Task goal >> Copy out the entries from the line with "Provide the location of each instance of the blue sky" through the end of the entries, keeping every line, requests included, and add 38 to each number in the answer coordinates.

The data >>
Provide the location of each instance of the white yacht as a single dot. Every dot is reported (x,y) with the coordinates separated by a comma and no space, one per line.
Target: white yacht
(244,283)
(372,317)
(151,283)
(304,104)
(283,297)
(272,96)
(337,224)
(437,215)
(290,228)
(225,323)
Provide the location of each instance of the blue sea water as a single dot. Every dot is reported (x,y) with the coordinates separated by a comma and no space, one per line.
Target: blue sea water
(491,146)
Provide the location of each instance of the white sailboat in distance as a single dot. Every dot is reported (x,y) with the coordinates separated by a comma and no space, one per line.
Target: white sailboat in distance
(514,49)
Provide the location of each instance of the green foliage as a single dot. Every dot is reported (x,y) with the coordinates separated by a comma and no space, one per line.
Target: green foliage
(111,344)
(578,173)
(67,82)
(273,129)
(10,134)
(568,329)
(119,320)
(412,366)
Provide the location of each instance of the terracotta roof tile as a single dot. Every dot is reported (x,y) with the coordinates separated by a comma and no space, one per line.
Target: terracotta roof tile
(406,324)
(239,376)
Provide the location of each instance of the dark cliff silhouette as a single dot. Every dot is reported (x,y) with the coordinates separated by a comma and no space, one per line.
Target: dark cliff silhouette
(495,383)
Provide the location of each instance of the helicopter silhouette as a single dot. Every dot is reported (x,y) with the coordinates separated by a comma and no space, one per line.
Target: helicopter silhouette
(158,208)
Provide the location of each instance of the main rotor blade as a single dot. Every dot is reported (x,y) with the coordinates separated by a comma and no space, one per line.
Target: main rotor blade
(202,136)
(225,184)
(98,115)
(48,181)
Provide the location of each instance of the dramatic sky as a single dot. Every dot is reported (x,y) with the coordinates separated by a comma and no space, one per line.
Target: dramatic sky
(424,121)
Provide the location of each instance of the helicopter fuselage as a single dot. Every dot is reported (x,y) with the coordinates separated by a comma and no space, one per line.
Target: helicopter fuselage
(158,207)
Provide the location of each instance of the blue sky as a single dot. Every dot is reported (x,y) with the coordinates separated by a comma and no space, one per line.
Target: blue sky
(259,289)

Exercise result >>
Provide the location of each instance of the blue sky as a single dot. Every dot is reported (x,y) with the coordinates separated by a comma and no space, one per line.
Target: blue sky
(297,327)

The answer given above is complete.